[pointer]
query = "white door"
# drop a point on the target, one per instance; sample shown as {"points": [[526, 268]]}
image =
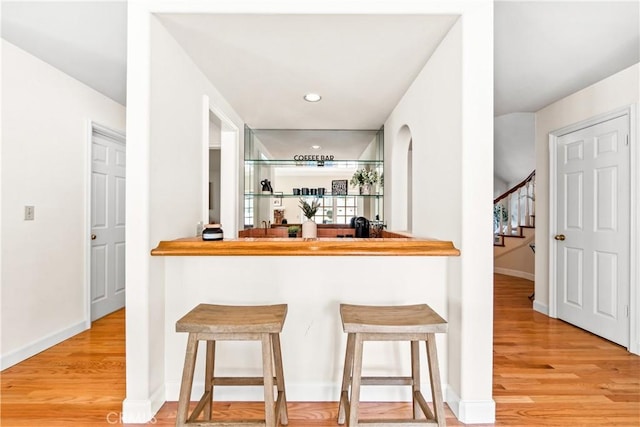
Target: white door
{"points": [[108, 162], [592, 235]]}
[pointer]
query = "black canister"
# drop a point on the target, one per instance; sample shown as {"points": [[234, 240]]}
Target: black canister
{"points": [[212, 232]]}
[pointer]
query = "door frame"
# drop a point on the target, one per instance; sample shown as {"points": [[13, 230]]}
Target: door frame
{"points": [[634, 293], [116, 134], [230, 154]]}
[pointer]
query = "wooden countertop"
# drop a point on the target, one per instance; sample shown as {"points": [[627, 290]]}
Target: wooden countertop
{"points": [[251, 246]]}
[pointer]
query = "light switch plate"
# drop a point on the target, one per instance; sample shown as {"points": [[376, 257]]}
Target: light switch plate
{"points": [[29, 213]]}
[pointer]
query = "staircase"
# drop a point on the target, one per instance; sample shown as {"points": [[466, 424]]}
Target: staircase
{"points": [[513, 229]]}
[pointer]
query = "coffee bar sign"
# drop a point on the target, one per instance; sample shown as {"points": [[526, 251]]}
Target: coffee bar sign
{"points": [[313, 157]]}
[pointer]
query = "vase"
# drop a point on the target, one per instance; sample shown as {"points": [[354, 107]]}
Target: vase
{"points": [[309, 229]]}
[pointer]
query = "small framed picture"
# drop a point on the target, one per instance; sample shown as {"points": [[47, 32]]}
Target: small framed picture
{"points": [[339, 187], [277, 200]]}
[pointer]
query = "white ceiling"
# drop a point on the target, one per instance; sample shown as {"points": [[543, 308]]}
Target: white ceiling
{"points": [[361, 64], [546, 50], [86, 40], [263, 65]]}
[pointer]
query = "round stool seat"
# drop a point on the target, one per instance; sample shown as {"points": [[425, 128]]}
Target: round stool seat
{"points": [[418, 318], [233, 318]]}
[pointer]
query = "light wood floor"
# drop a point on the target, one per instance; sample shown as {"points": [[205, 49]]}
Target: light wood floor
{"points": [[546, 372]]}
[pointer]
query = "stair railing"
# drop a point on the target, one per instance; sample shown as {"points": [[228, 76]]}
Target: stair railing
{"points": [[515, 208]]}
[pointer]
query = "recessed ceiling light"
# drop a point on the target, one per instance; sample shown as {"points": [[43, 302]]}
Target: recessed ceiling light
{"points": [[312, 97]]}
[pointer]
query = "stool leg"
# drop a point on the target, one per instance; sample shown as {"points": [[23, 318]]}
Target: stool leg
{"points": [[346, 379], [415, 374], [282, 395], [208, 378], [267, 372], [434, 376], [187, 380], [354, 404]]}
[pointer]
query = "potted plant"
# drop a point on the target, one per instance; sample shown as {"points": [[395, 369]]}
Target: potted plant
{"points": [[293, 230], [309, 227], [363, 179]]}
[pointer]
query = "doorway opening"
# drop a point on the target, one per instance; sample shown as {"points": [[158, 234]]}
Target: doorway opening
{"points": [[107, 223], [220, 157]]}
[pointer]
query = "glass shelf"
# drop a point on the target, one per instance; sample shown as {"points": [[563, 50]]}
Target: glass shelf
{"points": [[312, 195], [315, 163]]}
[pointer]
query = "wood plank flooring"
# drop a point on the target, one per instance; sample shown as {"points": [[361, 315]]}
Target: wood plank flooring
{"points": [[546, 372]]}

— What to produce —
Transcribe each line above verbatim, with the pictures left out.

— Final answer —
[pointer]
query = "white door"
# drop a point on the target, one per instance; sample shown as {"points": [[526, 268]]}
image =
Target: white door
{"points": [[108, 162], [592, 235]]}
[pointer]
query = "black canister"
# drop a point on the target, one per instance; sample shown as {"points": [[234, 240]]}
Target: black canister
{"points": [[212, 232]]}
[pointer]
query = "door frame"
# drop a point on the target, one per instance; sample shown as {"points": [[13, 230]]}
Target: door frame
{"points": [[634, 293], [116, 134], [230, 154]]}
[pointer]
query = "wooden countertop"
# drop a point on the target, one per instance; sample shown as {"points": [[627, 290]]}
Target: wooden countertop
{"points": [[251, 246]]}
[pointer]
query = "light switch plate"
# drop a point on the target, one per instance; sample shown as {"points": [[376, 257]]}
Target: light switch plate
{"points": [[29, 213]]}
[pointer]
query = "staircase"
# drop a point on the target, one per instance; sample shown as {"points": [[466, 424]]}
Target: staircase
{"points": [[513, 229]]}
[pointer]
query = "coffee bar sign"
# drop a point on the target, one per instance; sample shown as {"points": [[526, 251]]}
Target: coffee bar sign
{"points": [[313, 157]]}
[pointer]
query = "vase"
# drop a point on the target, one per instance; sample shown as {"points": [[354, 107]]}
Target: vase
{"points": [[309, 229]]}
[pointer]
query = "small framed picture"
# drop a point on the target, one per instance; sample shown as {"points": [[47, 32]]}
Target: small framed picture
{"points": [[339, 187], [277, 200]]}
[pointer]
query = "white ceiling"
# drop a point on the target, one per instance; sample shown as {"points": [[543, 308]]}
Target: white ceiling
{"points": [[361, 64], [546, 50], [86, 40], [263, 65]]}
[pointer]
query = "round stool seat"
# drop a point on the target, one per instance; sample shown as {"points": [[425, 128]]}
Target: round stool seat
{"points": [[418, 318], [233, 318]]}
[pointer]
query = "light wood floor"
# drop a point on the target, one per instance; sample shown as {"points": [[205, 49]]}
Target: light wood floor
{"points": [[546, 372]]}
[pointer]
query = "stair railing"
# drop a point on the target, one per instance; sample shown as {"points": [[228, 76]]}
Target: stair railing
{"points": [[515, 208]]}
[pointer]
query = "recessed ceiling light"
# drop a point on the target, one per instance; sample shown as {"points": [[43, 302]]}
Target: recessed ceiling light
{"points": [[312, 97]]}
[pointer]
query = "stool leg"
# drop a point on the target, one per instance; sample shown as {"points": [[23, 318]]}
Target: stool leg
{"points": [[346, 379], [415, 374], [282, 395], [208, 378], [267, 372], [434, 376], [187, 380], [354, 404]]}
[pointer]
query = "potted plant"
# drop a point on the target, one per instance; sample shown as {"points": [[395, 369]]}
Target: potted plant
{"points": [[293, 230], [309, 227], [363, 179]]}
[pointer]
query = "doorway opening"
# drop a point on the target, one per instance; sample shown as {"points": [[158, 234]]}
Target: doorway opening
{"points": [[107, 223], [220, 157]]}
[pointer]
query = "glass shelf"
# drop a point on the target, one per instance; sample shown as {"points": [[563, 50]]}
Target: glass shelf
{"points": [[312, 195], [315, 163]]}
[pointer]
query = "wood plank flooring"
# drop a point on the target, one per instance; sample shown as {"points": [[361, 315]]}
Target: wood plank flooring
{"points": [[546, 372]]}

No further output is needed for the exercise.